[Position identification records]
....

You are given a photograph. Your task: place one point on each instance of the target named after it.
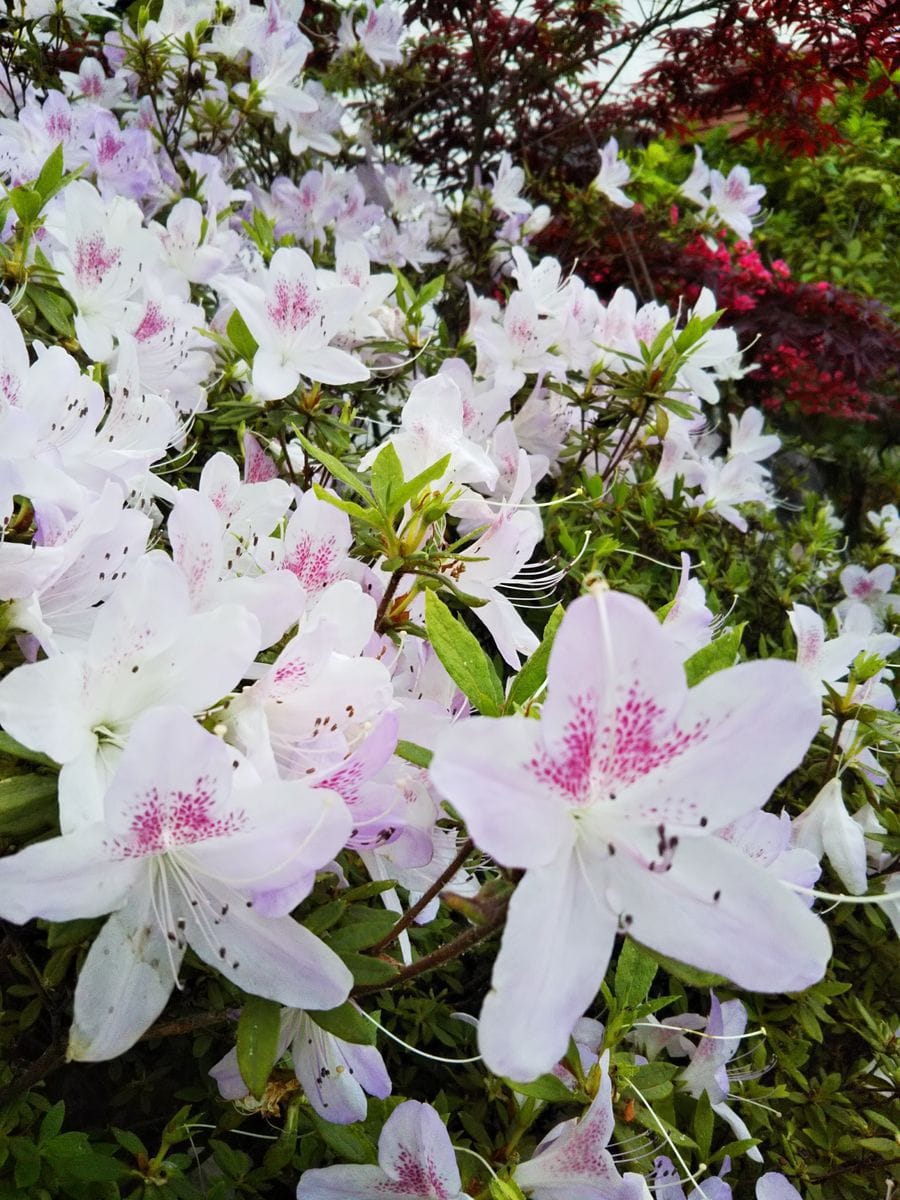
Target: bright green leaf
(258, 1042)
(462, 657)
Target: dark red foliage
(816, 348)
(485, 79)
(743, 64)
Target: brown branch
(437, 958)
(426, 897)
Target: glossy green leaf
(258, 1042)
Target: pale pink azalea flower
(689, 622)
(431, 426)
(334, 1074)
(706, 1072)
(353, 267)
(887, 522)
(507, 189)
(826, 828)
(250, 511)
(316, 546)
(378, 34)
(306, 209)
(28, 141)
(697, 183)
(124, 160)
(484, 402)
(76, 10)
(609, 802)
(667, 1183)
(724, 484)
(258, 466)
(747, 437)
(316, 130)
(199, 541)
(768, 840)
(172, 358)
(183, 835)
(573, 1159)
(828, 660)
(415, 1162)
(106, 250)
(89, 553)
(735, 199)
(519, 345)
(195, 246)
(319, 700)
(91, 84)
(615, 173)
(276, 67)
(293, 321)
(871, 588)
(145, 648)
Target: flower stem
(426, 897)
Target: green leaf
(241, 337)
(28, 804)
(349, 1143)
(387, 475)
(703, 1123)
(54, 307)
(27, 203)
(49, 181)
(413, 753)
(635, 971)
(367, 516)
(505, 1189)
(534, 671)
(52, 1122)
(545, 1087)
(431, 292)
(346, 1021)
(693, 976)
(366, 970)
(258, 1042)
(17, 750)
(364, 927)
(72, 933)
(412, 487)
(73, 1158)
(718, 655)
(463, 658)
(336, 468)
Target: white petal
(557, 918)
(125, 983)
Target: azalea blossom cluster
(245, 672)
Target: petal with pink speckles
(414, 1151)
(484, 767)
(574, 1157)
(709, 766)
(720, 912)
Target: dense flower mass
(340, 639)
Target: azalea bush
(445, 729)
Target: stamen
(688, 1174)
(423, 1054)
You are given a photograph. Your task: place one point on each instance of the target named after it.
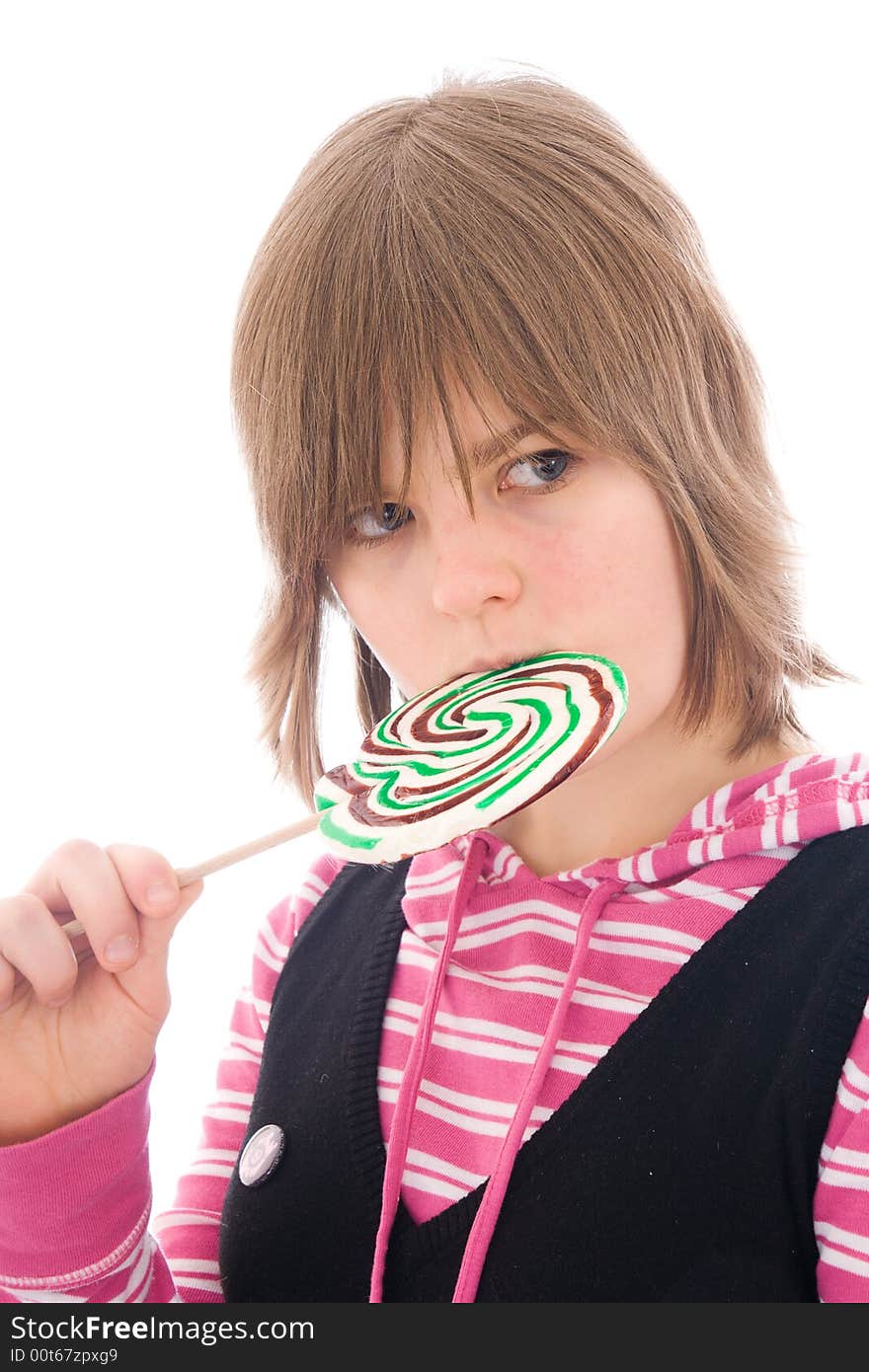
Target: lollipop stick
(189, 875)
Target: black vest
(681, 1169)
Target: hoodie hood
(747, 829)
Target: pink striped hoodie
(503, 999)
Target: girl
(615, 1045)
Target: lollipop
(467, 753)
(456, 757)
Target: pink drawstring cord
(405, 1104)
(493, 1195)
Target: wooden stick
(190, 875)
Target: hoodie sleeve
(841, 1193)
(76, 1202)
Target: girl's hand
(76, 1034)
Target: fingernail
(121, 949)
(162, 893)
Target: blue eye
(541, 463)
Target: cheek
(622, 594)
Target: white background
(147, 147)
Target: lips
(492, 664)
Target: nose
(472, 563)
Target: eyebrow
(489, 449)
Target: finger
(34, 945)
(153, 886)
(81, 878)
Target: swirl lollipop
(467, 753)
(456, 757)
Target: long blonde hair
(506, 228)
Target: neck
(634, 798)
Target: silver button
(261, 1154)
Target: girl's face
(570, 551)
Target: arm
(74, 1203)
(841, 1193)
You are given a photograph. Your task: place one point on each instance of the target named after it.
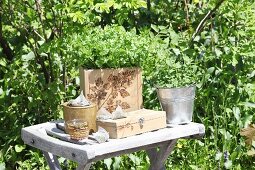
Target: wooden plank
(34, 137)
(88, 153)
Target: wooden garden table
(158, 145)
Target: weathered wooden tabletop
(85, 154)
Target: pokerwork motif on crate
(113, 90)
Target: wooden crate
(109, 88)
(137, 122)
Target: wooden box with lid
(137, 122)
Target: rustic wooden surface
(109, 88)
(137, 122)
(86, 154)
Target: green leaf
(1, 91)
(28, 57)
(19, 148)
(155, 28)
(2, 62)
(228, 164)
(218, 156)
(117, 161)
(236, 112)
(218, 52)
(210, 70)
(2, 166)
(248, 104)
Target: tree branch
(206, 17)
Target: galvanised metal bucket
(178, 103)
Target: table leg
(52, 161)
(158, 157)
(84, 166)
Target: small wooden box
(137, 122)
(109, 88)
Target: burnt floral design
(116, 86)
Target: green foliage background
(43, 44)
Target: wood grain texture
(84, 154)
(109, 88)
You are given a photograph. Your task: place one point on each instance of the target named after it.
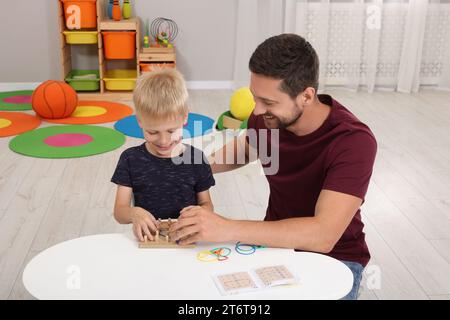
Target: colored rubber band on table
(246, 249)
(216, 254)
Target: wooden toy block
(162, 238)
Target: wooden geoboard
(162, 238)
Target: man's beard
(285, 123)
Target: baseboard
(210, 85)
(191, 85)
(5, 86)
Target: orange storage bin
(80, 14)
(119, 44)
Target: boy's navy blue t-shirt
(164, 186)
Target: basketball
(242, 104)
(54, 100)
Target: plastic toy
(110, 6)
(241, 107)
(242, 104)
(126, 9)
(164, 31)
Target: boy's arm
(122, 208)
(143, 221)
(235, 154)
(204, 200)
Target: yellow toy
(242, 104)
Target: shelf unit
(103, 24)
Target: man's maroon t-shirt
(338, 156)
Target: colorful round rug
(67, 142)
(198, 125)
(95, 112)
(14, 123)
(16, 100)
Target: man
(325, 153)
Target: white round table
(111, 266)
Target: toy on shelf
(110, 6)
(241, 107)
(126, 9)
(162, 238)
(54, 100)
(164, 31)
(117, 13)
(147, 35)
(80, 14)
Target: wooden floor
(407, 210)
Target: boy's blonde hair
(161, 94)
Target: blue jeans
(357, 270)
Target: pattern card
(256, 279)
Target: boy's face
(162, 135)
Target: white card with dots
(256, 279)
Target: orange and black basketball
(54, 100)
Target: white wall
(29, 39)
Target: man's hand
(144, 223)
(199, 224)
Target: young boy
(163, 175)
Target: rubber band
(246, 249)
(216, 254)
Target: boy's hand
(144, 224)
(199, 224)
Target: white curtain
(394, 44)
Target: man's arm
(320, 233)
(233, 155)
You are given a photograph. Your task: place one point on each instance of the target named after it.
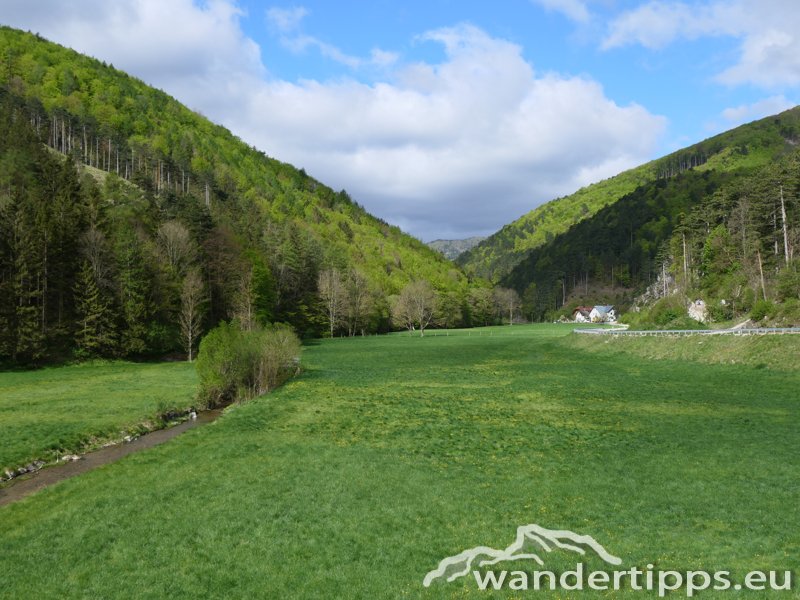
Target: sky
(450, 118)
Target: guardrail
(683, 332)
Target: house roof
(585, 309)
(604, 309)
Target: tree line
(728, 238)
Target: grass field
(390, 453)
(65, 408)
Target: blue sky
(450, 118)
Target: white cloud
(757, 110)
(572, 9)
(286, 19)
(443, 149)
(769, 30)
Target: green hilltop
(150, 174)
(717, 226)
(747, 147)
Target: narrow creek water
(21, 487)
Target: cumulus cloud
(286, 19)
(443, 149)
(769, 30)
(572, 9)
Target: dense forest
(747, 147)
(725, 237)
(130, 225)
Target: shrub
(235, 365)
(763, 309)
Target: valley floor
(390, 453)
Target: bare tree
(191, 315)
(176, 244)
(508, 302)
(332, 290)
(95, 249)
(415, 307)
(244, 301)
(358, 301)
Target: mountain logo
(531, 540)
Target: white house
(581, 314)
(603, 314)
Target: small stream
(23, 486)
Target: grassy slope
(393, 452)
(746, 147)
(761, 352)
(63, 408)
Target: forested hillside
(746, 147)
(724, 231)
(130, 224)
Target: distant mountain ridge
(454, 248)
(747, 146)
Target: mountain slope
(748, 146)
(164, 178)
(715, 232)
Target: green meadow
(391, 453)
(65, 409)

....

● AIM: With the pictures omitted, reproduce the records in full and exactly.

● RESULT:
You are given a photograph. Your task: place one point on each instance of the target named after it.
Target: bright green leaf
(258, 1042)
(462, 657)
Target: dark red foliage
(816, 348)
(485, 79)
(743, 64)
Target: brown branch
(437, 958)
(426, 897)
Target: glossy green leaf
(258, 1042)
Target: pale pink azalea flower
(689, 622)
(431, 426)
(334, 1074)
(706, 1072)
(353, 267)
(887, 522)
(507, 189)
(826, 828)
(250, 511)
(316, 546)
(378, 34)
(306, 209)
(28, 141)
(697, 183)
(124, 160)
(484, 402)
(76, 10)
(609, 802)
(667, 1183)
(724, 484)
(258, 466)
(747, 437)
(316, 130)
(199, 541)
(768, 840)
(172, 358)
(183, 835)
(573, 1159)
(828, 660)
(415, 1162)
(106, 250)
(89, 553)
(735, 199)
(519, 345)
(195, 246)
(319, 700)
(91, 84)
(615, 173)
(276, 67)
(293, 321)
(871, 588)
(145, 648)
Target: flower stem
(426, 897)
Target: green leaf
(241, 337)
(28, 804)
(349, 1143)
(387, 475)
(703, 1123)
(54, 307)
(27, 203)
(49, 181)
(413, 753)
(635, 971)
(367, 516)
(505, 1189)
(534, 671)
(52, 1122)
(545, 1087)
(431, 292)
(346, 1021)
(693, 976)
(366, 970)
(258, 1042)
(17, 750)
(364, 927)
(72, 933)
(412, 487)
(73, 1158)
(718, 655)
(463, 658)
(336, 468)
Target: white petal
(557, 918)
(125, 983)
Target: azalea blossom cluster
(245, 672)
Target: petal with pink speckles
(414, 1151)
(484, 767)
(574, 1157)
(709, 766)
(720, 912)
Target: dense flower mass
(340, 639)
Target: azalea bush
(445, 729)
Target: stamen
(688, 1174)
(423, 1054)
You are given a photograph. Your task: place one point on each instance of the target named after it.
Target: lollipop stick
(189, 875)
Target: black vest
(681, 1169)
Target: hoodie hood
(747, 829)
Target: pink striped hoodie
(503, 999)
Target: girl
(615, 1045)
Target: lollipop
(467, 753)
(456, 757)
Target: pink drawstring cord
(405, 1104)
(493, 1195)
Target: wooden stick
(190, 875)
Target: hoodie sleeve
(841, 1193)
(76, 1202)
Target: girl's hand
(76, 1034)
Target: fingernail
(121, 949)
(162, 893)
Target: blue eye
(541, 463)
Target: cheek
(622, 594)
Target: white background
(147, 147)
Target: lips
(492, 664)
Target: nose
(472, 563)
Target: eyebrow
(489, 449)
Target: finger
(34, 945)
(153, 886)
(81, 878)
Target: swirl lollipop
(467, 753)
(456, 757)
Target: long blonde hair
(506, 228)
Target: neck
(634, 798)
Target: silver button
(261, 1154)
Target: girl's face
(570, 551)
Target: arm
(74, 1203)
(841, 1193)
You are given a photograph. Your task: place one point on each instance of the target named after it.
Target: wooden plank
(34, 137)
(88, 153)
Target: wooden garden table
(158, 145)
Target: weathered wooden tabletop
(85, 154)
Target: pokerwork motif on crate
(113, 90)
Target: wooden crate
(109, 88)
(137, 122)
Target: wooden box with lid
(137, 122)
Target: rustic wooden surface
(109, 88)
(137, 122)
(86, 154)
Target: green leaf
(1, 91)
(28, 57)
(19, 148)
(155, 28)
(2, 62)
(228, 164)
(218, 156)
(117, 161)
(236, 112)
(218, 52)
(210, 70)
(2, 166)
(248, 104)
Target: tree branch
(206, 17)
Target: galvanised metal bucket
(178, 103)
Target: table leg
(52, 161)
(158, 157)
(84, 166)
Target: small wooden box
(137, 122)
(109, 88)
Target: burnt floral design
(116, 86)
Target: green foliage background
(43, 44)
Target: wood grain texture
(84, 154)
(109, 88)
You are given a photograph. Your task: place one point on each instance of the target named after it.
Target: colored rubber band on table
(246, 249)
(216, 254)
Target: wooden toy block
(162, 238)
Target: wooden geoboard
(162, 238)
Target: man's beard
(285, 123)
Target: baseboard
(210, 85)
(191, 85)
(5, 86)
Target: orange storage bin
(80, 14)
(119, 44)
Target: boy's navy blue t-shirt
(164, 186)
Target: basketball
(242, 104)
(54, 100)
Target: plastic toy
(110, 6)
(241, 107)
(242, 104)
(126, 9)
(164, 31)
Target: boy's arm
(122, 208)
(143, 221)
(235, 154)
(204, 200)
Target: yellow toy
(242, 104)
Target: shelf unit
(103, 24)
Target: man's maroon t-shirt
(338, 156)
Target: colorful round rug
(67, 142)
(198, 125)
(95, 112)
(14, 123)
(16, 100)
Target: man
(325, 153)
Target: white round table
(111, 266)
Target: toy on shelf
(110, 6)
(241, 107)
(126, 9)
(162, 238)
(54, 100)
(164, 31)
(117, 13)
(147, 35)
(80, 14)
Target: wooden floor
(407, 210)
Target: boy's blonde hair
(161, 94)
Target: blue jeans
(357, 270)
Target: pattern card
(256, 279)
Target: boy's face
(162, 135)
Target: white card with dots
(256, 279)
Target: orange and black basketball
(54, 100)
Target: white wall
(29, 39)
Target: man's hand
(144, 223)
(199, 224)
Target: young boy
(163, 175)
Target: rubber band
(246, 249)
(216, 254)
Target: boy's hand
(144, 224)
(199, 224)
Target: white curtain
(394, 44)
Target: man's arm
(320, 233)
(233, 155)
You are given a photograph. Your task: place one point on each instance of the target named after it.
Target: sky
(450, 118)
Target: guardrail
(683, 332)
Target: house roof
(585, 309)
(604, 309)
Target: tree line
(728, 238)
Target: grass field
(390, 453)
(65, 408)
Target: blue sky
(450, 118)
Target: white cloud
(757, 110)
(572, 9)
(286, 19)
(443, 149)
(769, 30)
Target: green hilltop
(150, 174)
(717, 226)
(747, 147)
Target: narrow creek water
(21, 487)
Target: cumulus cloud
(286, 19)
(443, 149)
(769, 30)
(572, 9)
Target: dense forest
(747, 147)
(725, 237)
(130, 225)
Target: shrub
(235, 365)
(763, 309)
Target: valley floor
(390, 453)
Target: bare tree
(191, 315)
(176, 244)
(508, 302)
(332, 290)
(95, 249)
(415, 307)
(244, 301)
(358, 301)
Target: mountain logo
(531, 540)
Target: white house
(581, 314)
(603, 314)
Target: small stream
(23, 486)
Target: grassy slope
(393, 452)
(746, 147)
(761, 352)
(63, 408)
Target: forested hillside
(746, 147)
(724, 231)
(130, 224)
Target: distant mountain ridge
(454, 248)
(747, 146)
Target: mountain slope
(748, 146)
(164, 178)
(715, 232)
Target: green meadow
(391, 453)
(65, 409)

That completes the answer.